> **Consignes de la tâche**
Extrayez de l'article sur Cheikh Abdou Khadre le passage qui commence par « Publié le 17 » et se poursuit jusqu'à « durant 21 ans. », sans y apporter la moindre modification.

Publié le 17 Oct 2015 - 12:20
CHEIKH ABDOU KHADRE

Vie et œuvre d’un soufi doublé d’un humaniste

 

La communauté mouride célèbre aujourd’hui la naissance de Serigne Abdou Khadre Mbacké.  Pour l’édition 2015, à l’instar des précédentes, la capitale du Mouridisme refuse déjà du monde. Des milliers de fidèles ont déjà rallié Touba, avec comme point focal les quartiers de Guédé, Bagdad et Sourah. Ce 4e khalife de Bamba aura effectué jusque-là le plus bref passage à la tête du khalifat avec seulement onze mois (du 19 juin 1989 au 13 mai 1990). Retour sur la vie et l’œuvre de celui qui fut l’imam de la grande mosquée de Touba durant 21 ans.

> **Jeu de données**
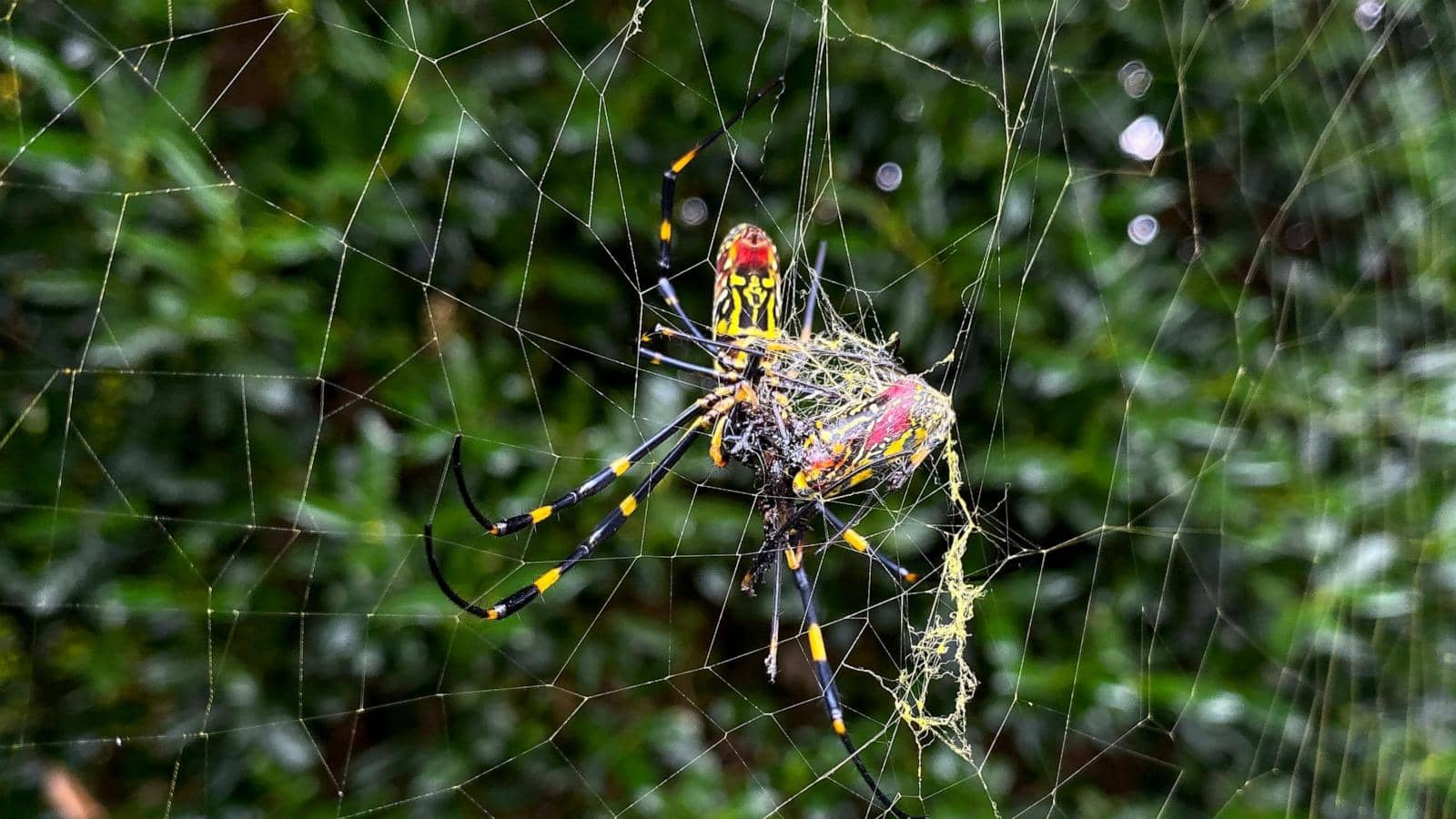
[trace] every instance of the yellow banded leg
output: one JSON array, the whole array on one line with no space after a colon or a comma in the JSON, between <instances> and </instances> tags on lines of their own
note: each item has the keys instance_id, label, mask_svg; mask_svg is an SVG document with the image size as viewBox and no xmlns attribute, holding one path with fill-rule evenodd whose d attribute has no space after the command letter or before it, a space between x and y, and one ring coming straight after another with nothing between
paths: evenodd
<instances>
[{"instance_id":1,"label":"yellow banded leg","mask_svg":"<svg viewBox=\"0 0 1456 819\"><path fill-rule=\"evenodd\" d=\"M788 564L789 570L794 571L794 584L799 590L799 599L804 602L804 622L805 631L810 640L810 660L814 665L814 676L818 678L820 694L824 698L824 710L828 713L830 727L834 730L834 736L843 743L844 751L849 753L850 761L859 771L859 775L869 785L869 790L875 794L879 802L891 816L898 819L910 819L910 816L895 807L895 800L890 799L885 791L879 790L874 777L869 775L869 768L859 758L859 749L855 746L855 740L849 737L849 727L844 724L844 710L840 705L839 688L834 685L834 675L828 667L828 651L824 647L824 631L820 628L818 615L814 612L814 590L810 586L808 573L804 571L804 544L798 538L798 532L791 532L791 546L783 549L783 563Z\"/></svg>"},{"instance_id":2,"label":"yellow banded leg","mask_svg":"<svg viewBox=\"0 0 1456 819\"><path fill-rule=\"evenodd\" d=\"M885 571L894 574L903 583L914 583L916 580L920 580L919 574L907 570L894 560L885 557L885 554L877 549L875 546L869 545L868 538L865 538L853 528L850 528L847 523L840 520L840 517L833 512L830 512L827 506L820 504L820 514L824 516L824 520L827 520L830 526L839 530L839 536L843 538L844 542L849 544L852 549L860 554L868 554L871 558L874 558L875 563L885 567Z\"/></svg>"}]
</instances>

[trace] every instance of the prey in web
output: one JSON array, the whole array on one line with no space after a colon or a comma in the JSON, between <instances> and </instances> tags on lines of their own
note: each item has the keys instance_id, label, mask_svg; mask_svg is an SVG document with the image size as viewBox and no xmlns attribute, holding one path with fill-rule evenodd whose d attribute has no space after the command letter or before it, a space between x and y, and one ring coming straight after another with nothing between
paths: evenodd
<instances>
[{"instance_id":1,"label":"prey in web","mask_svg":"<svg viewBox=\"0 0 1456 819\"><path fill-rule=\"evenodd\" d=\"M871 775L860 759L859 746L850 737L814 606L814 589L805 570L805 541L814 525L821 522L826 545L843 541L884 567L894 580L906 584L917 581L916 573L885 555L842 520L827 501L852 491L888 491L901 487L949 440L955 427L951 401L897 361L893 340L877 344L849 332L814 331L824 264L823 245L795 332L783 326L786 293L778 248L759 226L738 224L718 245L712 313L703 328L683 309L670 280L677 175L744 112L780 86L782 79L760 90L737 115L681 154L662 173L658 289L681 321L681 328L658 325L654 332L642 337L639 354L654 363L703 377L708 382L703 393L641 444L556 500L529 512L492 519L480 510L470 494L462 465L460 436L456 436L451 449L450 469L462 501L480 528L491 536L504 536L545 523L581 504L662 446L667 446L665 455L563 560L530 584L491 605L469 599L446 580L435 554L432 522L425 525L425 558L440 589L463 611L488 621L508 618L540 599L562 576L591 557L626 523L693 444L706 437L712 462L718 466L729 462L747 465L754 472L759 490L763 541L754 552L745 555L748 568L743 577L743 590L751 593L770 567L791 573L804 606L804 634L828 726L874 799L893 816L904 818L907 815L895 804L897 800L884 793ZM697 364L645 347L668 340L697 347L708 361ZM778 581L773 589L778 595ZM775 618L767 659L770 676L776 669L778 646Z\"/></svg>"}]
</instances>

> **Réponse correcte**
Publié le 17 Oct 2015 - 12:20
CHEIKH ABDOU KHADRE

Vie et œuvre d’un soufi doublé d’un humaniste

 

La communauté mouride célèbre aujourd’hui la naissance de Serigne Abdou Khadre Mbacké.  Pour l’édition 2015, à l’instar des précédentes, la capitale du Mouridisme refuse déjà du monde. Des milliers de fidèles ont déjà rallié Touba, avec comme point focal les quartiers de Guédé, Bagdad et Sourah. Ce 4e khalife de Bamba aura effectué jusque-là le plus bref passage à la tête du khalifat avec seulement onze mois (du 19 juin 1989 au 13 mai 1990). Retour sur la vie et l’œuvre de celui qui fut l’imam de la grande mosquée de Touba durant 21 ans.